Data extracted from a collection
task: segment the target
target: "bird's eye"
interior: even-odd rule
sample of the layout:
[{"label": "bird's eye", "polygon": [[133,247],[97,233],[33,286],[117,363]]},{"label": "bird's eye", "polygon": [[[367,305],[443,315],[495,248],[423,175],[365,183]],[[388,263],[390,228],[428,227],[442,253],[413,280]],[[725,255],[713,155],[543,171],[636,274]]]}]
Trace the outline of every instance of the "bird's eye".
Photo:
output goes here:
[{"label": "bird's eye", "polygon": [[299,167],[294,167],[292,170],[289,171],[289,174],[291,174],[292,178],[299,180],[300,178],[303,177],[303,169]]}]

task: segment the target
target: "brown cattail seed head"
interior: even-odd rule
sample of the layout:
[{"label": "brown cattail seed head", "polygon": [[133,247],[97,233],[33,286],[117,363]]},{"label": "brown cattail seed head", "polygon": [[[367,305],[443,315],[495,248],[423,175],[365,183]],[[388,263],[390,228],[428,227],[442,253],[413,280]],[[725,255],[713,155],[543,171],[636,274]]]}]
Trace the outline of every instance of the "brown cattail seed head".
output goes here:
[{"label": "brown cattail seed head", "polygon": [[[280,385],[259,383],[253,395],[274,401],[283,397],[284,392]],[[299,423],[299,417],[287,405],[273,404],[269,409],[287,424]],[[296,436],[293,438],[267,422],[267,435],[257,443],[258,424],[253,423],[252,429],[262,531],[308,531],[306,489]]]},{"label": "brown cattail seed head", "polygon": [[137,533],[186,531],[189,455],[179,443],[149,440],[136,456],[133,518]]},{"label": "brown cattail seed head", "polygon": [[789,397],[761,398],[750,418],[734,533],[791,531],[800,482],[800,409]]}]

* [Your assignment]: Above are the entries; copy every line among them that contains the word "outline".

* [Solution to this problem]:
Trace the outline of every instance of the "bird's eye".
Trace the outline of every instance of the "brown cattail seed head".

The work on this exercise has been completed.